WRITTEN TASK.
From the records below, extract all the text exactly and leave the images behind.

THE INPUT.
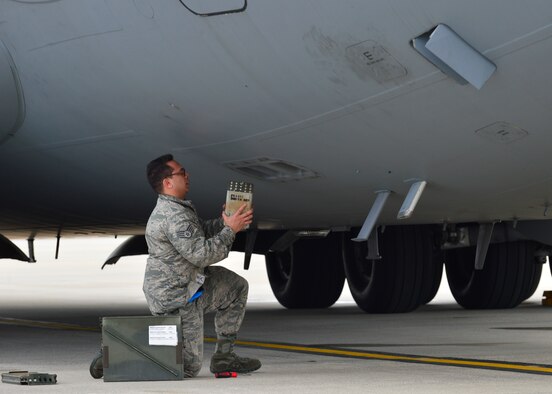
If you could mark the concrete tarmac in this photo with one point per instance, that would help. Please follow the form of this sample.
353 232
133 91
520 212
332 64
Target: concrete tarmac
440 348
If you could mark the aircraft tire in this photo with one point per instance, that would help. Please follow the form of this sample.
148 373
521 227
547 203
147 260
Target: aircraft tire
507 278
403 279
307 275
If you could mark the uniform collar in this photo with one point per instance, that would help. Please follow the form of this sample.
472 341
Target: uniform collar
186 203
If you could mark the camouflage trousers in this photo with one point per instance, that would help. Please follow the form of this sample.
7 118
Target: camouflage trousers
225 293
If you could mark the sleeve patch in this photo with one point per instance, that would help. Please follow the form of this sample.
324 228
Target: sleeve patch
184 233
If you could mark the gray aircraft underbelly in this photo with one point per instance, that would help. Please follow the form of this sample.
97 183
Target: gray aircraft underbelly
319 104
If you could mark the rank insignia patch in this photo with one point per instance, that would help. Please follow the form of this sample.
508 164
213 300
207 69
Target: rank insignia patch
184 233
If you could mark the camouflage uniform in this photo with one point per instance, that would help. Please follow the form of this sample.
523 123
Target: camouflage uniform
181 249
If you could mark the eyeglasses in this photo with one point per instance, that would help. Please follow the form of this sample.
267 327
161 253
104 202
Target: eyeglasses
182 172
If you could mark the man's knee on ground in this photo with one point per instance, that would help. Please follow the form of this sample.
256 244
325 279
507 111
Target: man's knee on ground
191 371
243 285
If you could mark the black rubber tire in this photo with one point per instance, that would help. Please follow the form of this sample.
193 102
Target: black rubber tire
402 280
508 276
309 274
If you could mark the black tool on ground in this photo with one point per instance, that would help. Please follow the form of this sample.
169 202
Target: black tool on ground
226 375
28 378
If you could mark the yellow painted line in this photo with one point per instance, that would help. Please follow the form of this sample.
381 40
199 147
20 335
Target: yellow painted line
486 364
45 324
470 363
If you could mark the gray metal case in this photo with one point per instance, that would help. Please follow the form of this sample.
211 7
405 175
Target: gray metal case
128 354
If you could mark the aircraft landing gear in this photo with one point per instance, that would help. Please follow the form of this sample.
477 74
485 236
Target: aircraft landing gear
407 276
308 274
510 275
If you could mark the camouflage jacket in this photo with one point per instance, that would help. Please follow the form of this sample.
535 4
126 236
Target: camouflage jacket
180 246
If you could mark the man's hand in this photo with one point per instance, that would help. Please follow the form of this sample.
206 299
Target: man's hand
239 220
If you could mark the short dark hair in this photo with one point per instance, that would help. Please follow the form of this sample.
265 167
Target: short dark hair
157 170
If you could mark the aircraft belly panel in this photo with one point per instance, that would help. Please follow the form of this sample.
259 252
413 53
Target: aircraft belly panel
331 87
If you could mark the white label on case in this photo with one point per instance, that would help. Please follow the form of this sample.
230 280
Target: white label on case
163 336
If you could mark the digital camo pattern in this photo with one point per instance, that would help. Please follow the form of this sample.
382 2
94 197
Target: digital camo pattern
180 246
225 293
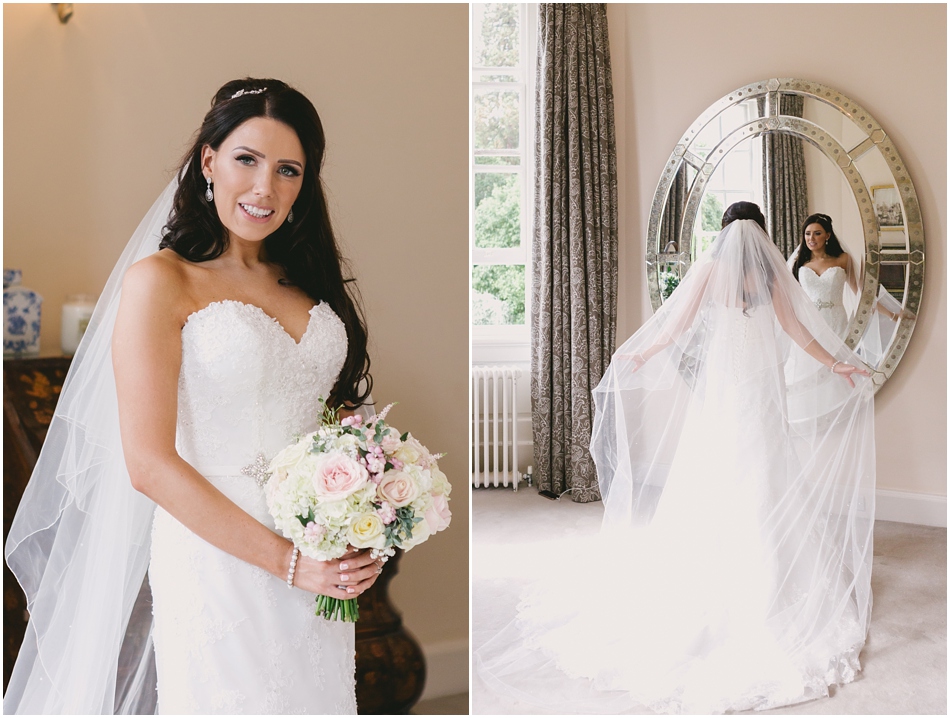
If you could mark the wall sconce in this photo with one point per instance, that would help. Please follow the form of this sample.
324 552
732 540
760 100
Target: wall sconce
64 10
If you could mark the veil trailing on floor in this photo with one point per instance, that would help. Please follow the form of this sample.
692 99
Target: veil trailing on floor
733 567
79 545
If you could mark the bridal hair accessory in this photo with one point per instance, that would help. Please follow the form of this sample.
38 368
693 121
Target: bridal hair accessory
293 567
239 93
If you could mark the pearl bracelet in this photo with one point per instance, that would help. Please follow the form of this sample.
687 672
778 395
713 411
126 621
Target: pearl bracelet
293 567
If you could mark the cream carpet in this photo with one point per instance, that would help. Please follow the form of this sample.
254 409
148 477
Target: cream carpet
904 661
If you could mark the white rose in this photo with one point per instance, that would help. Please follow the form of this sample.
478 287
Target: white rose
366 531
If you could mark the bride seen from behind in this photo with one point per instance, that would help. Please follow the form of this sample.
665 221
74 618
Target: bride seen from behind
224 341
742 533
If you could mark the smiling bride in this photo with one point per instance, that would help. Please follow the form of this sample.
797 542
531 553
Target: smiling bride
226 320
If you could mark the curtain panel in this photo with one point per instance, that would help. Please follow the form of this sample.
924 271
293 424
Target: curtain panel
784 181
574 270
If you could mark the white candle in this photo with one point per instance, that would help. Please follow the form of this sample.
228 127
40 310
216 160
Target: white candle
76 313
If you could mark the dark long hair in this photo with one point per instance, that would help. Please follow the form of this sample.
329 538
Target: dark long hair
306 250
832 246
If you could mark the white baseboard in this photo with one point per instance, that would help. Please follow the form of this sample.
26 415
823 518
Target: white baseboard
446 668
910 508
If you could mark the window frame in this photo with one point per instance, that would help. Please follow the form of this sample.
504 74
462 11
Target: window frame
506 342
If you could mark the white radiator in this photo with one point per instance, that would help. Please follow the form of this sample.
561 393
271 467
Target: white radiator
495 426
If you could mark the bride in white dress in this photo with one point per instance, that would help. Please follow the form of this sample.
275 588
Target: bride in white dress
732 571
223 342
832 280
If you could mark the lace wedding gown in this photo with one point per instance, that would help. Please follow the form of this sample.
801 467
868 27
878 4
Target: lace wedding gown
826 291
732 571
229 637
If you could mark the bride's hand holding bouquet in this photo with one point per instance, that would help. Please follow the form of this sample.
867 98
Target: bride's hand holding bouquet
354 485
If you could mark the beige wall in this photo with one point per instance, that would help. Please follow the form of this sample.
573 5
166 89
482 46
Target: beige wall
670 62
97 113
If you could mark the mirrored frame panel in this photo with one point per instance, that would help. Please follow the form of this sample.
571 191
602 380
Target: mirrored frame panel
856 162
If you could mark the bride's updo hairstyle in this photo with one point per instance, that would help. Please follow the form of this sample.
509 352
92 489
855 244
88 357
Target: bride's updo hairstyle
832 246
744 210
307 249
750 260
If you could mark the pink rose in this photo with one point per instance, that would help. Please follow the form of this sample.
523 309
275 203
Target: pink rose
398 488
438 515
338 476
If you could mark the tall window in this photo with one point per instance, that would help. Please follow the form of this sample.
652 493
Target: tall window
502 75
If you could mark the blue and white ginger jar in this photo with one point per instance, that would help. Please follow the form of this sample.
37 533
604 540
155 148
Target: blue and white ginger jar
21 317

ANSWER TO THE EXERCISE.
If you could mark the concrete tarmac in this photo with one point per instance, that would help. Please follow the form of this sample.
353 232
133 91
520 212
332 64
Target: concrete tarmac
440 348
If you could mark the aircraft tire in this photo with one point per instance, that would help. Please follow the form of this sample.
148 373
521 227
547 203
147 260
Target: aircraft tire
507 278
403 279
307 275
If you could mark the uniform collar in this photo with one point per instance, that would help. Please follow the form of this sample.
472 341
Target: uniform collar
186 203
If you could mark the camouflage trousers in this photo with one point per instance, that would help. Please follow the form of this sample.
7 118
Target: camouflage trousers
225 293
If you could mark the sleeve patch in this photo with one point per instance, that would help. Please follow the form of this sample.
324 228
Target: sleeve patch
184 233
If you could mark the gray aircraft underbelly in this photo with one point per instance, that would help. Please follow the form of this sample.
97 183
Target: gray aircraft underbelly
319 104
If you could mark the rank insignia patch in this photo with one point per instance, that would help. Please follow the form of this sample.
508 164
213 300
207 69
Target: rank insignia patch
184 233
If you could mark the camouflage uniform in this photo with one point per instance, that would help. Please follow the form of this sample.
523 123
Target: camouflage uniform
181 249
If you could mark the eyeglasses in this photo with one point per instance, that would help. Please follow the form of this sample.
267 327
161 253
104 202
Target: eyeglasses
182 172
If you could mark the man's knee on ground in this photo with one point per instance, that would help. Please follow the form of this sample.
256 244
325 279
507 111
Target: man's knee on ground
191 371
243 285
If you could mark the black rubber tire in this photo with one point per instance, that would help. Please follow the form of this sample.
193 102
Target: black rubber tire
402 280
508 276
309 274
If you could mark the black tool on ground in this photo with one point per instance, that would help. Please follow the form of this sample.
169 202
Target: black tool on ground
226 375
28 378
If you could mark the yellow painted line in this photo with one point per instance, that would help. Please follow the form of this sample.
381 40
199 147
20 335
Target: yellow painted line
486 364
45 324
470 363
If you could mark the gray metal case in this photo with one point per instance, that would help. Please follow the form of this sample.
211 7
405 175
Target: gray metal case
128 354
If you could mark the aircraft landing gear in this photo with one point per instance, that would help. Please follow the form of this sample.
477 74
485 236
Target: aircraft landing gear
407 276
308 274
510 275
If you could mark the camouflage jacket in this photo with one point per instance, that would help. Please follow the form of this sample.
535 4
126 236
Target: camouflage jacket
180 246
If you could mark the man's hand in this photo with one point per instance, that would help. Please follow the form of this sample.
206 299
Target: man's hand
239 220
If you could mark the short dark hair in this photo with one point per instance, that would help. Please follow the form of this sample.
265 167
Target: short dark hair
157 170
If you could mark the aircraft belly panel in this photo with one point per instance, that would help. Please follow the form of this sample.
259 252
413 53
Target: aircraft belly panel
331 87
If you could mark the white label on case in this photo with one point per instance, that would help. Please follow the form of this sample.
230 280
Target: white label on case
163 336
If you could mark the digital camo pattern in this photo with one point per instance, that would help. Please follow the form of this sample.
382 2
94 197
Target: digital camo pattern
180 246
225 293
If you could mark the wall sconce in this photo with one point per instance, that would help. Please follow the form of this sample.
324 552
732 540
760 100
Target: wall sconce
64 10
If you could mark the veil trailing on floor in this photo with one point per instance, that would help. Please follow the form of this sample.
692 99
Target: veil trailing on floor
733 567
79 545
If you could mark the bridal hair accessory in this photo with one point per instance, that would help. Please follow the form of this sample.
38 368
693 121
Target: bridal hair accessory
293 567
239 93
If you could mark the pearl bracelet in this photo with one point per instance, that would help. Please follow the form of this sample.
687 672
778 395
713 411
126 621
Target: pearl bracelet
293 567
If you could mark the cream carpet in this photo with one point per instance, that would help. Please follow the form of this sample.
254 409
148 477
Target: cream carpet
904 661
If you could mark the white rose in this photo with one point per instance, that would help. Please follow the form of this sample.
478 287
Target: white rose
366 531
If you could mark the bride seen from behind in this photo with one point per instance, that would help. Please follow the form of this sample.
665 221
74 618
Target: bride seen from behind
224 341
742 533
If you could mark the smiling bride in this photo with one point per instance, that would help. Please follow the form of this sample.
797 542
531 553
Target: smiling bride
226 320
If you could mark the curtain panel in this photo with one point per instance, that would help. Please follow the form of this sample.
924 271
293 424
Target: curtain panel
784 181
574 270
If you could mark the white candle in this photo with one point per instance, that would help. Please follow the form of this sample.
228 127
40 310
216 160
Target: white candle
76 313
If you could mark the dark long hair in this photo with one point per instance, that would help. Please follow the form of this sample.
329 538
Target: dark long hair
306 250
832 246
If you could mark the white baseboard in this photo with one point per instance, that would help. Please follow the form of this sample.
26 415
823 518
Target: white baseboard
446 668
910 508
If you could mark the window frame in this photo with one point per instance, that would help. Please follow the form of this sample.
504 74
462 11
Target: window frame
506 342
If you could mark the white radiator in this photo with one point per instance, that would help. Please follow the form of this sample.
561 393
271 467
Target: white radiator
495 426
If you could mark the bride in white dress in this photo with one point per instance, that would help. Please follow the form of this sample.
275 588
Target: bride in white dress
732 571
223 342
832 280
If you could mark the lace wedding gown in this photo with one point per instance, that would help. Please follow the form of this sample.
801 467
868 27
878 4
Target: lace wedding gown
826 291
732 571
229 637
If you could mark the bride's hand holding bouquet in this photo with one point per instance, that would help. Please follow the form of this sample.
867 98
Target: bride's hand holding bouquet
354 485
If you could mark the beige wall in this photo with one point per instance, that would help. Please follow the form of this sample.
573 5
166 89
482 46
Target: beige wall
670 62
97 113
If you could mark the mirrored frame panel in this photo with one point per instance, that would help. Please follow the form of this sample.
571 191
602 380
Target: mirrored frame panel
856 162
If you could mark the bride's updo hairstyle in this photo with one point per instance, that would help. Please follow the form of this sample.
509 352
92 489
855 244
88 357
Target: bride's updo hairstyle
832 246
744 210
307 249
750 260
If you could mark the pink rose in this photo with one point per instance, that would help. Please follow the form of this sample.
523 309
275 203
Target: pink rose
398 488
438 515
338 476
If you could mark the tall window in this photo with one point per instance, that would help. Please follow the form of this sample.
652 493
Target: tall window
502 75
If you could mark the blue and white ginger jar in this photo with one point per instance, that would help. Please follow the form of this sample.
37 533
604 540
155 148
Target: blue and white ginger jar
21 317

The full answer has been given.